== WHAT TO WORK ON ==
Scale the data starting at its first line and ending at the line that contains "[130,244,181,257]". Copy every line in that span, including those without coordinates, and multiply each coordinate in the bounding boxes by 0.55, rounding to whole numbers with halves rounded up.

== DATA SUPPLIED ==
■ ■ ■
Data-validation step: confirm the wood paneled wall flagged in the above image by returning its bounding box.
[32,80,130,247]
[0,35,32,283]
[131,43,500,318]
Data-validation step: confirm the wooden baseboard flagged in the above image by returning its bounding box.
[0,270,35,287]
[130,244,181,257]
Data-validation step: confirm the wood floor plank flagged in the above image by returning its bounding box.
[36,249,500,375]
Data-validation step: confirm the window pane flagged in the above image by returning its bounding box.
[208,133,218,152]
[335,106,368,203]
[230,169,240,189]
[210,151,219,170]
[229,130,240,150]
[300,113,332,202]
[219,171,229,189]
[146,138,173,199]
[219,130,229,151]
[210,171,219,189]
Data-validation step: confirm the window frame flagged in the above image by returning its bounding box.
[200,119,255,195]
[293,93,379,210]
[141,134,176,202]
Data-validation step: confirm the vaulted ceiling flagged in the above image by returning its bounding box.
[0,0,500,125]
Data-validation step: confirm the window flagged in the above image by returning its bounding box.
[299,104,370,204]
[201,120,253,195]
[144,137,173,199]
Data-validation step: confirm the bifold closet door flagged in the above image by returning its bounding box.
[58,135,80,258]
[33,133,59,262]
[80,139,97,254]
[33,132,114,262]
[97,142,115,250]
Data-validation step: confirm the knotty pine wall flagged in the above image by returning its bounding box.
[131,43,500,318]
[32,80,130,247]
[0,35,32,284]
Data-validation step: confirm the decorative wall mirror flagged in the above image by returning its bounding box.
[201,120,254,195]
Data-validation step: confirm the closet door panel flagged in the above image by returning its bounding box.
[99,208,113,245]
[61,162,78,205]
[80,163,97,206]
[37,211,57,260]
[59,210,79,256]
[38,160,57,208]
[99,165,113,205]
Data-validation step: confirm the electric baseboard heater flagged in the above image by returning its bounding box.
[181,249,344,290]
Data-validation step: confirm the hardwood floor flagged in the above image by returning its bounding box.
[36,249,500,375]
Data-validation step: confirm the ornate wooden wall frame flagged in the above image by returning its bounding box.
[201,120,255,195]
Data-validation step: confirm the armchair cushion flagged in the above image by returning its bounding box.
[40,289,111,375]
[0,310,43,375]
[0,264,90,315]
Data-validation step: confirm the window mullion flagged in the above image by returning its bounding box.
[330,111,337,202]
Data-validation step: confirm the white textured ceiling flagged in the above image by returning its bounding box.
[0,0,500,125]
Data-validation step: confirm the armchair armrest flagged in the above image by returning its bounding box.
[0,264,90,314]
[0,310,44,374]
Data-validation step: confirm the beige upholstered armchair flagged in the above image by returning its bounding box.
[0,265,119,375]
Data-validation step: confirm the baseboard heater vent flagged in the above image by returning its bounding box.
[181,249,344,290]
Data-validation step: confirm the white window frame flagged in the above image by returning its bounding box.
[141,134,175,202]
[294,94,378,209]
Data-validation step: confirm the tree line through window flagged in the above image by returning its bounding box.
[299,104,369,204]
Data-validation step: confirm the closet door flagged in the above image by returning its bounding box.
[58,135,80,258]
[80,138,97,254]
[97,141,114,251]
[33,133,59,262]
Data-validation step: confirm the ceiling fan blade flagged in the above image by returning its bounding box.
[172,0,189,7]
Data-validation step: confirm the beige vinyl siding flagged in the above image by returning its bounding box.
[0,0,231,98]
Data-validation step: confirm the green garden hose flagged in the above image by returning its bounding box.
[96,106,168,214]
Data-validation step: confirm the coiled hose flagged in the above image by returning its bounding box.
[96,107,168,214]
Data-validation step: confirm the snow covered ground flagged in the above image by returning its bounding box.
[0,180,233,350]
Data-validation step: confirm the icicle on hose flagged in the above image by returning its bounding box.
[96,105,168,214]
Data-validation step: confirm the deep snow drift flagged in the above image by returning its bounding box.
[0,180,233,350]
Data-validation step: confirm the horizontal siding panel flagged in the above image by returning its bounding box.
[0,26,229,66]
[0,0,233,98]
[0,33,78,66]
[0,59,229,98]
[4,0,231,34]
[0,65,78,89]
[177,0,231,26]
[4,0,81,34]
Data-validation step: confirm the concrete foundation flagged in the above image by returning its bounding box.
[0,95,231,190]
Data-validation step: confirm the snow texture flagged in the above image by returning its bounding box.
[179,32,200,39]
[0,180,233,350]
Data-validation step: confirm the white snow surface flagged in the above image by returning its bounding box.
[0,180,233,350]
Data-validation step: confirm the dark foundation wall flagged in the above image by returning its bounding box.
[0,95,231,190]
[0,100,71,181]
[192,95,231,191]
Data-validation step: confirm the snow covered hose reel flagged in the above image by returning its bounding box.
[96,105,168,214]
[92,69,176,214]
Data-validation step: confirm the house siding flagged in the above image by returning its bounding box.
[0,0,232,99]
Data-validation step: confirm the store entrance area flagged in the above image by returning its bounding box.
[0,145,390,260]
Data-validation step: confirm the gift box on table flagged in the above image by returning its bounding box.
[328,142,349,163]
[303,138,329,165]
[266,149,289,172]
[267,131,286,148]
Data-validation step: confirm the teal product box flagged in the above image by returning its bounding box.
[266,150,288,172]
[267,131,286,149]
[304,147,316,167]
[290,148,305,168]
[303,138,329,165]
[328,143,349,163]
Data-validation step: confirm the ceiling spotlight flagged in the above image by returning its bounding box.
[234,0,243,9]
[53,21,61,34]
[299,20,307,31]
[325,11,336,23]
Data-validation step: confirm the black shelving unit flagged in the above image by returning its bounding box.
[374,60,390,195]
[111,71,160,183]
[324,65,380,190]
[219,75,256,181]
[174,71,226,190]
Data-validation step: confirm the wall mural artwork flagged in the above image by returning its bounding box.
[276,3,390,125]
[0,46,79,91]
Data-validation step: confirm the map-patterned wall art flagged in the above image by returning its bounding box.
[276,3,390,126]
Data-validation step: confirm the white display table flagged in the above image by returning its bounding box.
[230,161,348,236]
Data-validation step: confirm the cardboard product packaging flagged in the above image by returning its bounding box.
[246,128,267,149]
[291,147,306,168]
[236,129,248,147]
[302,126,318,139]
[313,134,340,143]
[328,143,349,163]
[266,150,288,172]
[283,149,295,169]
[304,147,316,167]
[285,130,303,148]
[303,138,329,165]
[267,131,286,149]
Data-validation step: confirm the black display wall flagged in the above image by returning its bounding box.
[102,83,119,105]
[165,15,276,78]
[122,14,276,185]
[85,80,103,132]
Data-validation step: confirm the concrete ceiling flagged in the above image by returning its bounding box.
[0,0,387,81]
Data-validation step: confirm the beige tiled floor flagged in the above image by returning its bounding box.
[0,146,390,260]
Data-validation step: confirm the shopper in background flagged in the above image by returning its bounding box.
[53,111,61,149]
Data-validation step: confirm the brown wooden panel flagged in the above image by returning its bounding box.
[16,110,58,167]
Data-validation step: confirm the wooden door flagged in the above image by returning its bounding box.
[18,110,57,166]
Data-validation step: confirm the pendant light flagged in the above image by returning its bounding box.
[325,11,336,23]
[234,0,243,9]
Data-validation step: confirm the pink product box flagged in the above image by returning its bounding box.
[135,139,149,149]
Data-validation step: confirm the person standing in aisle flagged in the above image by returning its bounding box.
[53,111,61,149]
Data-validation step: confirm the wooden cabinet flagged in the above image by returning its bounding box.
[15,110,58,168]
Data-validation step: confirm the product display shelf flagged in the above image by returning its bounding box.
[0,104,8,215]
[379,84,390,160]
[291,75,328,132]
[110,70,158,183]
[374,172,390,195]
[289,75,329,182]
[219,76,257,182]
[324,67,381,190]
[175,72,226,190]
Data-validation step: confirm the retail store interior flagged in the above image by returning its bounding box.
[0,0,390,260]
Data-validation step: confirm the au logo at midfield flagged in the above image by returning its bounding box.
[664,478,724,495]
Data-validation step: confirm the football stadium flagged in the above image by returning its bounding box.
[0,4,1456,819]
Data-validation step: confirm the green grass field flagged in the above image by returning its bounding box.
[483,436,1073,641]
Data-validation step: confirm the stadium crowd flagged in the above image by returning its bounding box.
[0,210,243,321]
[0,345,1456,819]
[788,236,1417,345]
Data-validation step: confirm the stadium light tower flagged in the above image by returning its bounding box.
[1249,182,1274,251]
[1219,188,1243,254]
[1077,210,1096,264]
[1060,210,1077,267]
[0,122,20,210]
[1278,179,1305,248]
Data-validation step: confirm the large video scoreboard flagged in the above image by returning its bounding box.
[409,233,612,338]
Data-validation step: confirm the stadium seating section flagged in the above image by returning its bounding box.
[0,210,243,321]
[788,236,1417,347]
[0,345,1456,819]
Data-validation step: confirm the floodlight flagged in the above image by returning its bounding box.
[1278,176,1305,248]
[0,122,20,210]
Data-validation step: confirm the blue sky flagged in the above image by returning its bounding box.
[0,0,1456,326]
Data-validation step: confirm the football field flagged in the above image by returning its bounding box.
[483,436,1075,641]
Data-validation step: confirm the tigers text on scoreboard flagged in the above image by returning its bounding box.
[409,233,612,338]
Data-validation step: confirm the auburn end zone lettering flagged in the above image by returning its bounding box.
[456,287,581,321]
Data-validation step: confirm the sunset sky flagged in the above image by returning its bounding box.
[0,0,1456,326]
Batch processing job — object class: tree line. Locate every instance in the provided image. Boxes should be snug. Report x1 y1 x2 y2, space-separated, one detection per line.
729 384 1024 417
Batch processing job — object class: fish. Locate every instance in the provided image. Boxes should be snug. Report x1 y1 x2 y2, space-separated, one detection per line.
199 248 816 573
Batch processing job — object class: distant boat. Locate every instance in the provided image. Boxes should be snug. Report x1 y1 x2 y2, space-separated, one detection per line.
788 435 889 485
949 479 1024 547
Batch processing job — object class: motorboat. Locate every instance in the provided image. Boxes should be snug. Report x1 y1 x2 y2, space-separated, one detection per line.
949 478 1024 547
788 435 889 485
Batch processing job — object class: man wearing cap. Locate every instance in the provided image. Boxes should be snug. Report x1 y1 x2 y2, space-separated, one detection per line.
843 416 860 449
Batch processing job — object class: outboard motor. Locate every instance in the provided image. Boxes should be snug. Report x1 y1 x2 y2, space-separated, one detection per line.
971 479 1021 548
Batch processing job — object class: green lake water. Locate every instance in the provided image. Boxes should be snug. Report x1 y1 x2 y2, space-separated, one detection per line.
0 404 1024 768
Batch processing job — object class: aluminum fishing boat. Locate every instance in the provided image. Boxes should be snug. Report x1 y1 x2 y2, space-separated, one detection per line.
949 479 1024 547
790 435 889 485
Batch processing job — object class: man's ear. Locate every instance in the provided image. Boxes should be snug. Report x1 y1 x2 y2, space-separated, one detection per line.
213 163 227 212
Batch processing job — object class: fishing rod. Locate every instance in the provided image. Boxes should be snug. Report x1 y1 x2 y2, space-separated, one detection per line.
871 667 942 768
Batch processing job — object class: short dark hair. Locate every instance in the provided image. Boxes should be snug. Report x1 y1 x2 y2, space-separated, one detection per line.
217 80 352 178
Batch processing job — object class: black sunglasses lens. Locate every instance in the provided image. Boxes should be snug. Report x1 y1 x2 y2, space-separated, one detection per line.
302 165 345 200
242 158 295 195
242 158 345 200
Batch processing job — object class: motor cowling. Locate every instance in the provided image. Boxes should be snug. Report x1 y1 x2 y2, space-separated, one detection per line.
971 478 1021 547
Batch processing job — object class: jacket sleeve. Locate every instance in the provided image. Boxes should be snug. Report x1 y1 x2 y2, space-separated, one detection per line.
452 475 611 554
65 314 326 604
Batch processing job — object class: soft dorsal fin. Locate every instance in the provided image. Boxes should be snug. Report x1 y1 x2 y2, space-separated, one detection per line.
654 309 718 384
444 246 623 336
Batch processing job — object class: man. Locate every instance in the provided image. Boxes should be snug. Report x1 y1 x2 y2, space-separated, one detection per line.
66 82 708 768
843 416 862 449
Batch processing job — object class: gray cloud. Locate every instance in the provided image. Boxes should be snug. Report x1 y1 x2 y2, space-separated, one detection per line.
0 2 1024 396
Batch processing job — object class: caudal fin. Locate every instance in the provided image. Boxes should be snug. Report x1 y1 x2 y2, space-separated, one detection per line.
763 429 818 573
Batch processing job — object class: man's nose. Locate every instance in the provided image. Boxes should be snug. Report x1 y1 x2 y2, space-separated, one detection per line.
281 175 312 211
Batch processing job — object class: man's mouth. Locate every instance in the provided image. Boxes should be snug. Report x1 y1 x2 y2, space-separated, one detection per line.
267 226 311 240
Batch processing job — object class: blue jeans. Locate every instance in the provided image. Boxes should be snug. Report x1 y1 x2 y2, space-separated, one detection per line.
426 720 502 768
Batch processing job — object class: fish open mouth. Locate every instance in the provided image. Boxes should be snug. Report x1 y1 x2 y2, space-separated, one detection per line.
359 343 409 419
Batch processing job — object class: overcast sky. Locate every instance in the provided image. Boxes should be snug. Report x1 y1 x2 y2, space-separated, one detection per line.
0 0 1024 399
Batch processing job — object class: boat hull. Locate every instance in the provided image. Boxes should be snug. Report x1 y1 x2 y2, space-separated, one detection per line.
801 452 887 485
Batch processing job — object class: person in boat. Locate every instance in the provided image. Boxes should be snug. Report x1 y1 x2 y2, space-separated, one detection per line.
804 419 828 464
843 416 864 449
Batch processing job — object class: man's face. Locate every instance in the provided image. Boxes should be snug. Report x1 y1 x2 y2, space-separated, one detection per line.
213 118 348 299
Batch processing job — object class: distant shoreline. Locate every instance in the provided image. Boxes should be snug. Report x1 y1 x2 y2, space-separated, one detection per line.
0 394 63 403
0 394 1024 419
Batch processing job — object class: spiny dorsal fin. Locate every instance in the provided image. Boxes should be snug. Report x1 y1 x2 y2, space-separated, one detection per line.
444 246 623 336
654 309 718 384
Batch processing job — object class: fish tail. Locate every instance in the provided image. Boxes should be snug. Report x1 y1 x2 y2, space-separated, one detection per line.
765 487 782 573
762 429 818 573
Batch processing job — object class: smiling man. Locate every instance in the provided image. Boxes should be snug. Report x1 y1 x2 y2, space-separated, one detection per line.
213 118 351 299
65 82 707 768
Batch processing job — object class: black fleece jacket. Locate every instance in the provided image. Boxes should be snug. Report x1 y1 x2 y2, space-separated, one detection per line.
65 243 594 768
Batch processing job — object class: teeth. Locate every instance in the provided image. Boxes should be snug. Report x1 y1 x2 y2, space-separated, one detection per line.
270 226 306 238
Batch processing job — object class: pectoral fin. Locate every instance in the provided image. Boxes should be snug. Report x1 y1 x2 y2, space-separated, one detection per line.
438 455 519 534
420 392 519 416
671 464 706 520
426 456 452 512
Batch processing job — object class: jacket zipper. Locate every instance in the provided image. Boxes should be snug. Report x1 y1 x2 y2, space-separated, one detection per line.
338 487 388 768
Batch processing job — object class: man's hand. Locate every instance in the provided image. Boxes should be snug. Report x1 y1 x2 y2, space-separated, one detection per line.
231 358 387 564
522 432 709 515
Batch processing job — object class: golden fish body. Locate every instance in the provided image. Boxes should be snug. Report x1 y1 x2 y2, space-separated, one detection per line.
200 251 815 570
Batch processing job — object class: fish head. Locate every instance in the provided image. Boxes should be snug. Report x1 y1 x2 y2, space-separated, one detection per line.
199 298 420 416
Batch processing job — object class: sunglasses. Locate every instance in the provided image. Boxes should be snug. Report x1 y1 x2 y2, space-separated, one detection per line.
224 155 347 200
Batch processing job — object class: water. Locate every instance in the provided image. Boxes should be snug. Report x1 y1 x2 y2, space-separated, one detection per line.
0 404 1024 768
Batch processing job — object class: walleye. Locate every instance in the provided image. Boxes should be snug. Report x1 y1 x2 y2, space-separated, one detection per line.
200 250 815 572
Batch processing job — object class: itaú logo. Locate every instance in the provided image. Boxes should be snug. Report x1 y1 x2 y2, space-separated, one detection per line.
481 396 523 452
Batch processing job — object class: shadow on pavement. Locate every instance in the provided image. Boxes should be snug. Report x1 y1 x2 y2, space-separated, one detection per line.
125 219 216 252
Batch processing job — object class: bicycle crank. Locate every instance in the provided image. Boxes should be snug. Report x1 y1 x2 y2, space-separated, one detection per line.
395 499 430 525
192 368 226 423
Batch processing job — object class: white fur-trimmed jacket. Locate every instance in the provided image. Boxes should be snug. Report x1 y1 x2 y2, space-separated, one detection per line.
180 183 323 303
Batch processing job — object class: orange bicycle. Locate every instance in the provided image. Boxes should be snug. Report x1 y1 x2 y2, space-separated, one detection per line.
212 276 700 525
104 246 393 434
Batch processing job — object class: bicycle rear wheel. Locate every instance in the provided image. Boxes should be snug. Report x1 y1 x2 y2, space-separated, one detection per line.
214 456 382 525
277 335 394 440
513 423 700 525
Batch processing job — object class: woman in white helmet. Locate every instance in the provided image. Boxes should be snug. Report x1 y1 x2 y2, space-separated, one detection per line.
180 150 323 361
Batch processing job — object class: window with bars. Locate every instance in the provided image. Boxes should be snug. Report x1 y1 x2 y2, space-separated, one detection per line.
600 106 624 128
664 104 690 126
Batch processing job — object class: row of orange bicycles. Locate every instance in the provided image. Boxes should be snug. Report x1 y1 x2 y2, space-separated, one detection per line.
■ ■ ■
== TASK RESPONSE ==
Data-validation step: confirm the wood paneled wall flagged in the above image by returning its bounding box.
[18,44,72,136]
[0,19,18,156]
[72,24,275,175]
Data-validation step: confirm the wooden baseboard flagged in the above image by returning its bounding box.
[0,149,19,158]
[72,134,100,141]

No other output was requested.